> _DIRECTIONS FOR THIS TASK_:
If a record contains a picture, leave the picture out and transcribe everything else exactly.

━━━━━━━━━━━━━━━━━━━━━━━━━━━━━━

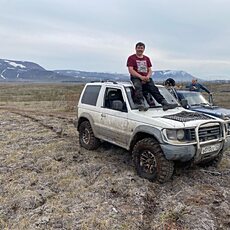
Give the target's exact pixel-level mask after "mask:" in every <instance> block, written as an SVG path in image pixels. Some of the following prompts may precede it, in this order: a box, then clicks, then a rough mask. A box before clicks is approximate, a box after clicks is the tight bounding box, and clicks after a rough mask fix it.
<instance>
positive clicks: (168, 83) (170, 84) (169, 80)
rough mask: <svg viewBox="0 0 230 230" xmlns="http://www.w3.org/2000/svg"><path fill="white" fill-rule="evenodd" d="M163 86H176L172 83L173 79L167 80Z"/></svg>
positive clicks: (175, 82) (165, 81) (172, 82)
mask: <svg viewBox="0 0 230 230" xmlns="http://www.w3.org/2000/svg"><path fill="white" fill-rule="evenodd" d="M164 85H168V86H175V85H176V82H175V81H174V79H172V78H168V79H167V80H166V81H165V83H164Z"/></svg>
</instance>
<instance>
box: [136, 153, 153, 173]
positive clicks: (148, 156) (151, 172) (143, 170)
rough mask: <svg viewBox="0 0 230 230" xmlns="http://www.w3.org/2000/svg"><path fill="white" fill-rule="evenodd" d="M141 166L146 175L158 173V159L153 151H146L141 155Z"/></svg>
mask: <svg viewBox="0 0 230 230" xmlns="http://www.w3.org/2000/svg"><path fill="white" fill-rule="evenodd" d="M140 166H141V168H142V170H143V171H144V172H145V173H150V174H153V173H154V172H155V171H156V167H157V163H156V158H155V156H154V154H153V153H152V152H151V151H149V150H145V151H143V152H142V153H141V154H140Z"/></svg>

━━━━━━━━━━━━━━━━━━━━━━━━━━━━━━

> _RESULT OF THE TASK_:
Give the target's exact pixel-level mask after "mask:" in every <instance> block, written as an SVG path in image pixels. Some of the following prompts may precede it, in this order: a box, then clicks, then a rough mask. A box before clicks is approximate, a box after clicks is the tight bounding box, and clicks after a rough mask fix it.
<instance>
positive clicks: (168, 83) (170, 84) (169, 80)
rough mask: <svg viewBox="0 0 230 230" xmlns="http://www.w3.org/2000/svg"><path fill="white" fill-rule="evenodd" d="M163 86H176L172 83L173 79L167 80Z"/></svg>
positive clicks: (175, 82) (165, 81) (172, 82)
mask: <svg viewBox="0 0 230 230" xmlns="http://www.w3.org/2000/svg"><path fill="white" fill-rule="evenodd" d="M164 85H168V86H175V85H176V82H175V81H174V79H172V78H168V79H167V80H166V81H165V83H164Z"/></svg>
</instance>
<instance>
box: [136, 153, 153, 173]
positive clicks: (148, 156) (151, 172) (143, 170)
rough mask: <svg viewBox="0 0 230 230" xmlns="http://www.w3.org/2000/svg"><path fill="white" fill-rule="evenodd" d="M141 166L146 175L158 173V159L153 151H146L141 155Z"/></svg>
mask: <svg viewBox="0 0 230 230" xmlns="http://www.w3.org/2000/svg"><path fill="white" fill-rule="evenodd" d="M140 166H141V168H142V170H143V171H144V172H145V173H150V174H153V173H154V172H155V171H156V167H157V163H156V158H155V156H154V154H153V153H152V152H151V151H149V150H145V151H143V152H142V153H141V154H140Z"/></svg>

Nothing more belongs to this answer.